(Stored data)
----------

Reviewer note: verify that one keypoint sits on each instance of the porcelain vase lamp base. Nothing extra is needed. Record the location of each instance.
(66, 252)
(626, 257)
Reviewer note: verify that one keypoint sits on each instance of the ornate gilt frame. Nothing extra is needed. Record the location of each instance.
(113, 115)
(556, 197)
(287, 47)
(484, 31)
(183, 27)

----------

» Brief: Every record shown above must be echoed exactly.

» Task solution:
Reviewer note: verify that one keypoint sits on each instance of the porcelain vase lamp base. Nothing extra is needed. Record the location of each instance.
(66, 252)
(626, 257)
Reviewer note: verify that one keypoint sits on each instance of the ornate gilt frame. Nothing extra is needed. Record the location of each instance.
(113, 115)
(556, 197)
(287, 47)
(484, 31)
(183, 27)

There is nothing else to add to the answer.